▶

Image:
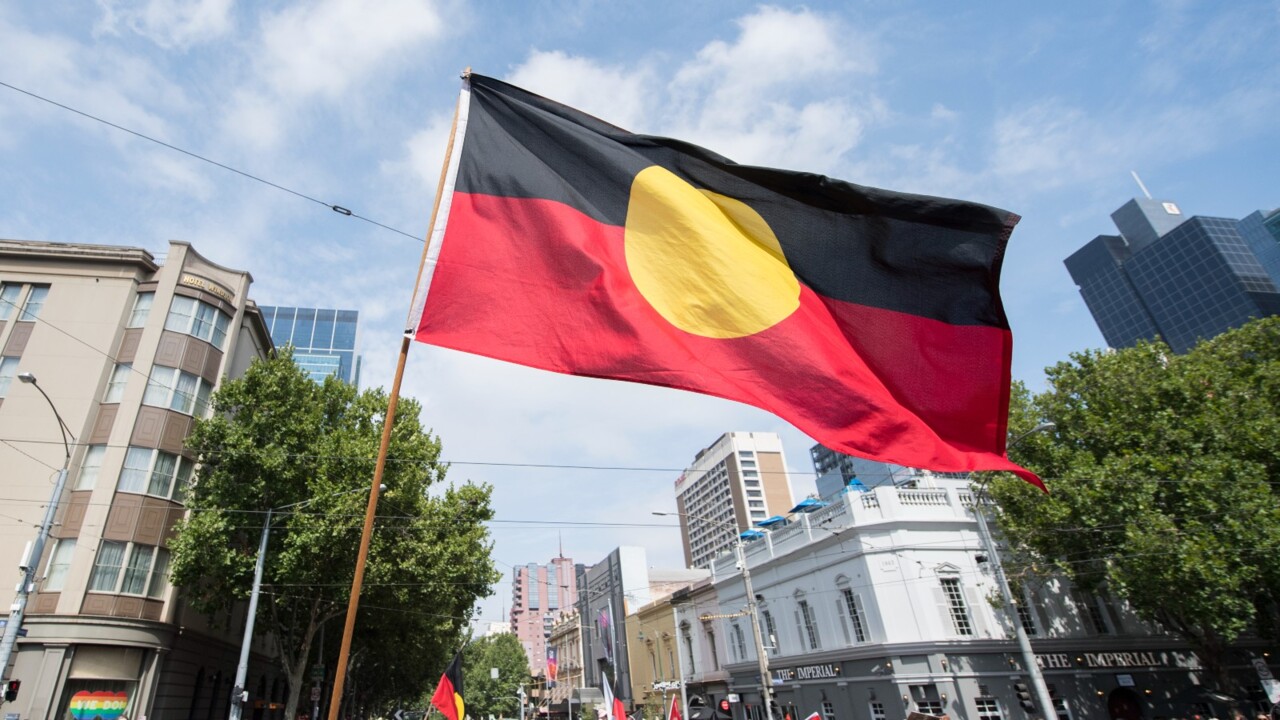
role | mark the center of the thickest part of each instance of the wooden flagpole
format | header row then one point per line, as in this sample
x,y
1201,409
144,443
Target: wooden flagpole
x,y
339,678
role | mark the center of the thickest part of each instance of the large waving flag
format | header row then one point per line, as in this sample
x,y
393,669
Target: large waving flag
x,y
869,319
448,693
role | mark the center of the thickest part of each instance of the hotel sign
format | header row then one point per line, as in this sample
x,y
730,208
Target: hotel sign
x,y
807,673
208,286
1104,660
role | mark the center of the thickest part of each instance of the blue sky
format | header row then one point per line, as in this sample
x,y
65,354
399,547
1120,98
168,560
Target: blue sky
x,y
1042,109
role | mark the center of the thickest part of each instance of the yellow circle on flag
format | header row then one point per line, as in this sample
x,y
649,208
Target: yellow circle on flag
x,y
707,263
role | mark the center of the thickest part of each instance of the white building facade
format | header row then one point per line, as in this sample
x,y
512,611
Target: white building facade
x,y
881,604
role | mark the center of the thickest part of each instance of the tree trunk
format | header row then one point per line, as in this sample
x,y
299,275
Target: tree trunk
x,y
296,670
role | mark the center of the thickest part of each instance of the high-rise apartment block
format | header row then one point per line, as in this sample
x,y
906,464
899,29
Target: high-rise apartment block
x,y
1176,278
128,350
538,596
324,341
739,481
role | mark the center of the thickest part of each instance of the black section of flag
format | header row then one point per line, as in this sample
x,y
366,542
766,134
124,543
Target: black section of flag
x,y
915,254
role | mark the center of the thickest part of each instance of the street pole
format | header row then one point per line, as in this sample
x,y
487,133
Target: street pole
x,y
238,693
1024,642
31,564
766,683
740,552
680,666
997,568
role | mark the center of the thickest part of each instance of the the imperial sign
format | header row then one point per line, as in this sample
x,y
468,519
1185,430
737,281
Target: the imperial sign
x,y
807,673
1141,659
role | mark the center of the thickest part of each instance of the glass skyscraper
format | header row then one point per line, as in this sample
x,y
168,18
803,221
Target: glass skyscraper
x,y
324,341
1176,278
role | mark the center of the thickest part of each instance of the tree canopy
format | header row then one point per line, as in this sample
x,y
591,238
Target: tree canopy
x,y
307,450
1162,478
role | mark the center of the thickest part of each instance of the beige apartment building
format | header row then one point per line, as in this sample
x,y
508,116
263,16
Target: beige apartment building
x,y
128,350
734,484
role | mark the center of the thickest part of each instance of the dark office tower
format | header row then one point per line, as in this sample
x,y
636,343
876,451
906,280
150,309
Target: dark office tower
x,y
1175,278
324,341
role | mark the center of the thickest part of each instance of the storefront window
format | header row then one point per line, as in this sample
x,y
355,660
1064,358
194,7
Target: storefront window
x,y
96,700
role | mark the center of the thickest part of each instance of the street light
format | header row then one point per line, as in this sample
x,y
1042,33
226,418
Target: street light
x,y
238,693
997,568
766,683
30,564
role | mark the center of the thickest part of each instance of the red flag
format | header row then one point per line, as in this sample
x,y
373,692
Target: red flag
x,y
448,693
869,319
617,711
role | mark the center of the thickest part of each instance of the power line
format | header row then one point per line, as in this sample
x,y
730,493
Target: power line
x,y
338,209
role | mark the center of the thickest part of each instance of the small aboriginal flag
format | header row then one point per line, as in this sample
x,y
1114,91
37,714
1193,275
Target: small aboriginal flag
x,y
869,319
448,693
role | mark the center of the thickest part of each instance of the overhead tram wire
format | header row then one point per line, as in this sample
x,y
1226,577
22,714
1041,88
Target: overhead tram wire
x,y
338,209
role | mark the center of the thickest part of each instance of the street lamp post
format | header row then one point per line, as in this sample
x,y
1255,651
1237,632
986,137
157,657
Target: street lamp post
x,y
238,693
997,569
31,563
740,554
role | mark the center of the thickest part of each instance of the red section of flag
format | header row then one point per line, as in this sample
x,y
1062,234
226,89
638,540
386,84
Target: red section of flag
x,y
448,693
539,283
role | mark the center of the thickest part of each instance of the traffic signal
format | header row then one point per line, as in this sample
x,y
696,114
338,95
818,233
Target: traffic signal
x,y
1024,697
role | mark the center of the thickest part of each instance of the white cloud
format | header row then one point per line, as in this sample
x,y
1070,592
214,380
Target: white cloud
x,y
760,99
327,48
168,23
617,95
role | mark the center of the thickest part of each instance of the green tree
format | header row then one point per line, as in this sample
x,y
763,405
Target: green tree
x,y
275,440
485,695
1162,473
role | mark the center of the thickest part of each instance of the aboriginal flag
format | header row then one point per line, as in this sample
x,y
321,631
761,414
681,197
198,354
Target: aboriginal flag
x,y
448,693
868,319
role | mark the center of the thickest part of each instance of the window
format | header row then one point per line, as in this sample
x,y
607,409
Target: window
x,y
106,566
141,309
197,319
771,632
59,563
154,472
1024,616
956,606
987,709
8,370
168,387
739,642
90,466
1024,607
807,625
1091,614
853,613
689,648
35,301
9,295
145,573
115,386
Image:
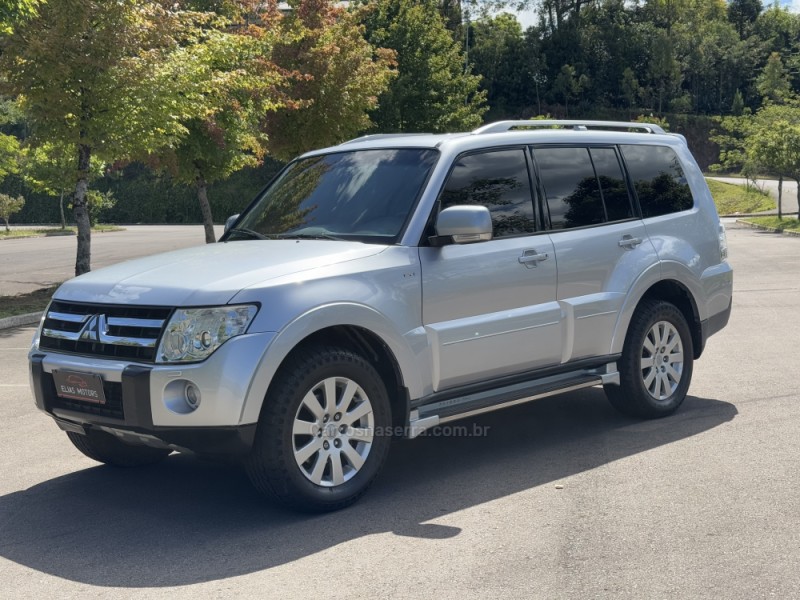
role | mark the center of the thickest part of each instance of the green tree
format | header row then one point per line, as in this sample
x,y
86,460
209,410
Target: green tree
x,y
338,78
93,76
773,81
664,69
630,87
743,15
10,155
50,169
230,74
13,12
568,85
9,206
773,143
432,91
497,52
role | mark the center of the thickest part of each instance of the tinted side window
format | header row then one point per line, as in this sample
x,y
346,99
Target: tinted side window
x,y
573,196
658,179
612,183
497,180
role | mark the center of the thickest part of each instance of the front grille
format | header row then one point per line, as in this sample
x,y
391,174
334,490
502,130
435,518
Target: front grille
x,y
112,409
107,330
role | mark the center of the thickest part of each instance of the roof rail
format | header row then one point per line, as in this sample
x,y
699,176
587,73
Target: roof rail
x,y
379,136
501,126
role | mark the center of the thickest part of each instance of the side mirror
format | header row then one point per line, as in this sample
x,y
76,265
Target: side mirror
x,y
465,224
230,221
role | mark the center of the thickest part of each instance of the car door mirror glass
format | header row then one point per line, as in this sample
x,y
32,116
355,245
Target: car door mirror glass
x,y
465,224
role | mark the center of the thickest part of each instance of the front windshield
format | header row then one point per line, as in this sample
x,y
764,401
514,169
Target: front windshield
x,y
363,195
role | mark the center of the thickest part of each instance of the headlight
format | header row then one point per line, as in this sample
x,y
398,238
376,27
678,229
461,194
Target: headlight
x,y
193,334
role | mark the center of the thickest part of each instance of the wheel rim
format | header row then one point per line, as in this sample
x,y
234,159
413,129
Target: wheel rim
x,y
662,360
332,432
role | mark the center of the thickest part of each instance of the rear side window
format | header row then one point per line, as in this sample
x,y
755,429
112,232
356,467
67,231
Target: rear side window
x,y
658,179
612,184
498,180
570,186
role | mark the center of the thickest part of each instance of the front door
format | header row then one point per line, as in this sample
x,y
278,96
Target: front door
x,y
489,308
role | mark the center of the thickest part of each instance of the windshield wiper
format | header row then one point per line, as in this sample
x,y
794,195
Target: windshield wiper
x,y
250,233
309,236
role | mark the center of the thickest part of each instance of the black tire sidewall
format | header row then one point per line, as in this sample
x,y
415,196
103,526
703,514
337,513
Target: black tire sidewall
x,y
645,317
290,391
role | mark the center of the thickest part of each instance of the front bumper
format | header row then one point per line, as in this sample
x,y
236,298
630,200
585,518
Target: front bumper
x,y
140,398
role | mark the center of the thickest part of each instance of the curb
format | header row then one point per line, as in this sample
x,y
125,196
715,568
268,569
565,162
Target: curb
x,y
771,229
20,320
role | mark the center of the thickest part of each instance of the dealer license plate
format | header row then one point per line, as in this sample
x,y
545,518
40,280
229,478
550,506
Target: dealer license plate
x,y
85,387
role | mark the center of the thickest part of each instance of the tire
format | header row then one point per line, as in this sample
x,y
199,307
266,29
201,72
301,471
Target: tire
x,y
322,436
105,448
656,364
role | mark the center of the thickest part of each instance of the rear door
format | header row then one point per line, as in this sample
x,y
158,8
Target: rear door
x,y
600,242
489,308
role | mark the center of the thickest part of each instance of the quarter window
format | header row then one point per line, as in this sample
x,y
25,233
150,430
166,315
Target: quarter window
x,y
612,184
497,180
658,179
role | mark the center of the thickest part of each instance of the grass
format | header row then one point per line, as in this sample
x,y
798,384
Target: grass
x,y
785,224
732,199
47,232
25,303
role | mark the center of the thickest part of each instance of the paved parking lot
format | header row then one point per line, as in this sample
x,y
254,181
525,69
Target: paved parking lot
x,y
27,264
562,498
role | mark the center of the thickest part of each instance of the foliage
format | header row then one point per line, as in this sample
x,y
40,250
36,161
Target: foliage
x,y
338,78
13,12
774,223
432,91
9,155
95,77
10,206
732,199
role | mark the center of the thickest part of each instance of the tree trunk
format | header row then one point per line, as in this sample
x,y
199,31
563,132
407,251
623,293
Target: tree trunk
x,y
205,208
797,179
81,212
61,208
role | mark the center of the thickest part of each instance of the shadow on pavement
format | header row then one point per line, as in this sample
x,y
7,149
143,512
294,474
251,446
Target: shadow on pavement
x,y
186,521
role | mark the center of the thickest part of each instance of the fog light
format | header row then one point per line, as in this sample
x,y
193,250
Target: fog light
x,y
182,396
192,396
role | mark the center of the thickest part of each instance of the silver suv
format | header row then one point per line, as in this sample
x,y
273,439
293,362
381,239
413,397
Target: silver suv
x,y
392,284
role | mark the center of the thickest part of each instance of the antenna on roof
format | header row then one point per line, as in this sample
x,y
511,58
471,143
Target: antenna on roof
x,y
502,126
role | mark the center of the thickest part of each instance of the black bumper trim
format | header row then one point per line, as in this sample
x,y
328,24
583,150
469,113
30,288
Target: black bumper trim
x,y
207,441
714,324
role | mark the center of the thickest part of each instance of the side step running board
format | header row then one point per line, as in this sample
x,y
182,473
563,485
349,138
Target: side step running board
x,y
431,415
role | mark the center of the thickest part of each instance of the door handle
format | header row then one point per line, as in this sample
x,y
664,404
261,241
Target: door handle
x,y
630,242
530,258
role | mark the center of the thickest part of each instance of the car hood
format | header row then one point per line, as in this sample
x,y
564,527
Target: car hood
x,y
208,275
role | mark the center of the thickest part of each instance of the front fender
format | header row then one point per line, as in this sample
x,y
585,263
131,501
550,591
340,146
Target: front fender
x,y
408,348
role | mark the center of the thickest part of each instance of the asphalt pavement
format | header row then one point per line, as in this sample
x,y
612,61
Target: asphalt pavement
x,y
27,264
560,498
788,195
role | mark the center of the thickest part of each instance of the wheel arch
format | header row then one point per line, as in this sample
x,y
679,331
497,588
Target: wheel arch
x,y
365,332
675,292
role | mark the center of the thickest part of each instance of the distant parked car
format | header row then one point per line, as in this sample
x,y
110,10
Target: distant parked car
x,y
391,284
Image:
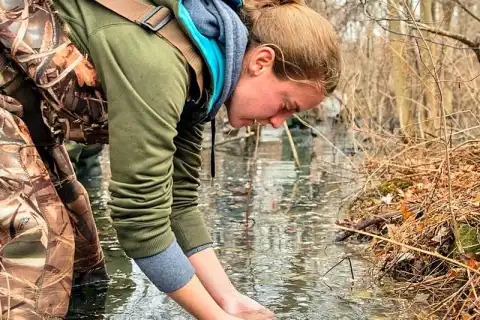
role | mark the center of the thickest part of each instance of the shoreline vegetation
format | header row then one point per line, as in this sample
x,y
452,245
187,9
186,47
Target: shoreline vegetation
x,y
419,211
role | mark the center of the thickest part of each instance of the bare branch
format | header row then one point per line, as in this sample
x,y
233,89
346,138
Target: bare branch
x,y
472,44
467,10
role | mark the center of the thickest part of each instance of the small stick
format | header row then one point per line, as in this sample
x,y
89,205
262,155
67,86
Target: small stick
x,y
292,145
435,254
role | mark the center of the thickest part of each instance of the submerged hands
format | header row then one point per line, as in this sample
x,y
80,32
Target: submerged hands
x,y
212,275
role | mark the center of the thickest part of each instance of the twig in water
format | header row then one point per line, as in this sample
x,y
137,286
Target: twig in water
x,y
292,144
434,254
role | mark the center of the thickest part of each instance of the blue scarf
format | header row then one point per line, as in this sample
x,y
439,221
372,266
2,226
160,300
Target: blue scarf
x,y
216,20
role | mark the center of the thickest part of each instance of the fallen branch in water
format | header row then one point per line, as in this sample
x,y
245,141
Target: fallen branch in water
x,y
370,221
228,140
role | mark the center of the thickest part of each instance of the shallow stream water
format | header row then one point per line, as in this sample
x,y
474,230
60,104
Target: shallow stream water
x,y
275,239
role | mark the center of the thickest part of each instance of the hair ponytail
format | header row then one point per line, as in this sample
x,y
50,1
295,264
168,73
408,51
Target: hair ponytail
x,y
305,44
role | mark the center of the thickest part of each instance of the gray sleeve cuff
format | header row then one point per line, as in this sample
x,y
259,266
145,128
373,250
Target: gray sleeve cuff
x,y
168,270
198,249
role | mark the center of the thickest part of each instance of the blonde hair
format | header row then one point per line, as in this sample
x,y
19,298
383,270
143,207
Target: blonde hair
x,y
305,44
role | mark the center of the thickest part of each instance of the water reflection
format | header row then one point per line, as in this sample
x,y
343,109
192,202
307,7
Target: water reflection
x,y
273,229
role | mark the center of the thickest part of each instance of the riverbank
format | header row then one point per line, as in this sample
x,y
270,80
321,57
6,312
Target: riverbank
x,y
421,213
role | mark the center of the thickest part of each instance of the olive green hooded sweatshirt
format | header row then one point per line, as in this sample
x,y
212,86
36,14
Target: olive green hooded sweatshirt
x,y
154,154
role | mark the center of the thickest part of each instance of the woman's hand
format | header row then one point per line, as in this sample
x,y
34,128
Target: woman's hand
x,y
244,307
213,277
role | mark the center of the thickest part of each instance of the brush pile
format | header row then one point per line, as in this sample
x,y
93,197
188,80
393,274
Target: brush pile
x,y
427,206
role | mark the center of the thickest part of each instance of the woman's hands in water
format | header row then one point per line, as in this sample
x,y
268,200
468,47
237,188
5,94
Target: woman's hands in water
x,y
213,277
244,307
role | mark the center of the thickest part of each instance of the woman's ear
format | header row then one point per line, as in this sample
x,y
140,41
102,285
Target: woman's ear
x,y
261,59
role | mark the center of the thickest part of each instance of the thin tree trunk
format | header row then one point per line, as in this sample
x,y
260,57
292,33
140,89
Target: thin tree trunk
x,y
399,70
428,63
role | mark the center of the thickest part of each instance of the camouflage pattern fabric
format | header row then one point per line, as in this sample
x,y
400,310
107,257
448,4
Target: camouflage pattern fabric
x,y
47,233
74,105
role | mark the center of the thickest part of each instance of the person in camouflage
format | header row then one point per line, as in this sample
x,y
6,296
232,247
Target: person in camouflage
x,y
58,69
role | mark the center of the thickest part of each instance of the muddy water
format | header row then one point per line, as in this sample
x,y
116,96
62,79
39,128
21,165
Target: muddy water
x,y
273,230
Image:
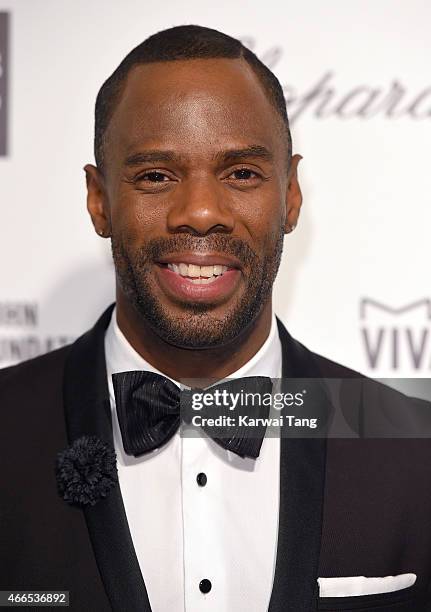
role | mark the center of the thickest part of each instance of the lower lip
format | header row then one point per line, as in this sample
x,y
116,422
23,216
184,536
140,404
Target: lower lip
x,y
180,287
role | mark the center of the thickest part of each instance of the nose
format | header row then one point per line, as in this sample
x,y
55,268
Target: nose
x,y
200,207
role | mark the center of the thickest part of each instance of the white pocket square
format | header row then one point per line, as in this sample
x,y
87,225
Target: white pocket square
x,y
348,586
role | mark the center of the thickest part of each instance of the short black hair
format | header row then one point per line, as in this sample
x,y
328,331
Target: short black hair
x,y
181,43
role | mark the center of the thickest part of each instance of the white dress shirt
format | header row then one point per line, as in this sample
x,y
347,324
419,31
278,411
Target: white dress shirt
x,y
225,531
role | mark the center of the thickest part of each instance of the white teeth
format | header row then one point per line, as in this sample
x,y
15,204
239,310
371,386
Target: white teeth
x,y
194,271
207,271
199,274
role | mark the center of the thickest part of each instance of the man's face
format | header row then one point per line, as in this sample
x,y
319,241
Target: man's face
x,y
195,193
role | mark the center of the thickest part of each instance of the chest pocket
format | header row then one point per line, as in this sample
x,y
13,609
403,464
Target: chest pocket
x,y
405,600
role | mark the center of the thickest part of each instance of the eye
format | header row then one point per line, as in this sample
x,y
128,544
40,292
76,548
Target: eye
x,y
153,177
244,174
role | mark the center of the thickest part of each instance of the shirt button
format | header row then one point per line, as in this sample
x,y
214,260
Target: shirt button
x,y
205,585
201,479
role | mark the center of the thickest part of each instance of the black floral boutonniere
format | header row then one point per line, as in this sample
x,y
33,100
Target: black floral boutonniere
x,y
86,471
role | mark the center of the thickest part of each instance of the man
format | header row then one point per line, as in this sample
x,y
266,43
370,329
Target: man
x,y
196,185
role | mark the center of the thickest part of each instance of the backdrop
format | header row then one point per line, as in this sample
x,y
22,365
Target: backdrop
x,y
354,284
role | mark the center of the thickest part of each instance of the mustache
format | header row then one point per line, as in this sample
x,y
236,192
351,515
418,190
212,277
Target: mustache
x,y
156,248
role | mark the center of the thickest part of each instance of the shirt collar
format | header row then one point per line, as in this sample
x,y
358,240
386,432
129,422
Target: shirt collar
x,y
122,357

◀

> HOW TO COMPLETE THIS TASK: Please return, exactly as written, the lines from the first line of the records above through the line containing "the black section of flag", both included, leaving out any pictures.

> EXERCISE SOLUTION:
Image:
role | mark the center of the thickest part of each instance of the wooden flagpole
format | header row then one point per line, as in this sample
x,y
1201,409
144,443
Target: wooden flagpole
x,y
339,678
role | mark the center of the thickest part of each instance of the large waving flag
format | header row then one point per line, as in this sample
x,y
393,669
Target: large waving flag
x,y
869,319
448,693
role | mark the center of the thickest part of each instance of the hotel sign
format | header row then one point per line, as in this sample
x,y
730,208
Target: hotel sign
x,y
807,673
208,286
1104,660
role | mark the center of the thickest part of each instance of the blue sky
format | header row then one point per line, as in this sample
x,y
65,354
399,547
1120,98
168,560
Target: blue sky
x,y
1042,109
role | mark the center of the thickest part of each instance of the yellow circle on flag
format | header row then one point per line, as in this sample
x,y
649,208
Target: yellow circle on flag
x,y
707,263
role | mark the center of the thickest part of each instance of the white building facade
format | header row then one point per line, as in this sample
x,y
512,611
Target: white building facade
x,y
881,604
role | mark the center of the thickest part of each instance of the tree trunk
format | header row then one point per line, as in this sample
x,y
299,275
Target: tree trunk
x,y
296,670
role | mark the center of the thickest part of each instance of the high-rise apartment block
format | header row then one point per line, as in this sample
x,y
906,464
899,29
Target: high-rise apartment block
x,y
1176,278
128,350
538,596
324,341
739,481
role | mark the center of the thickest part of each instance of the black section of flag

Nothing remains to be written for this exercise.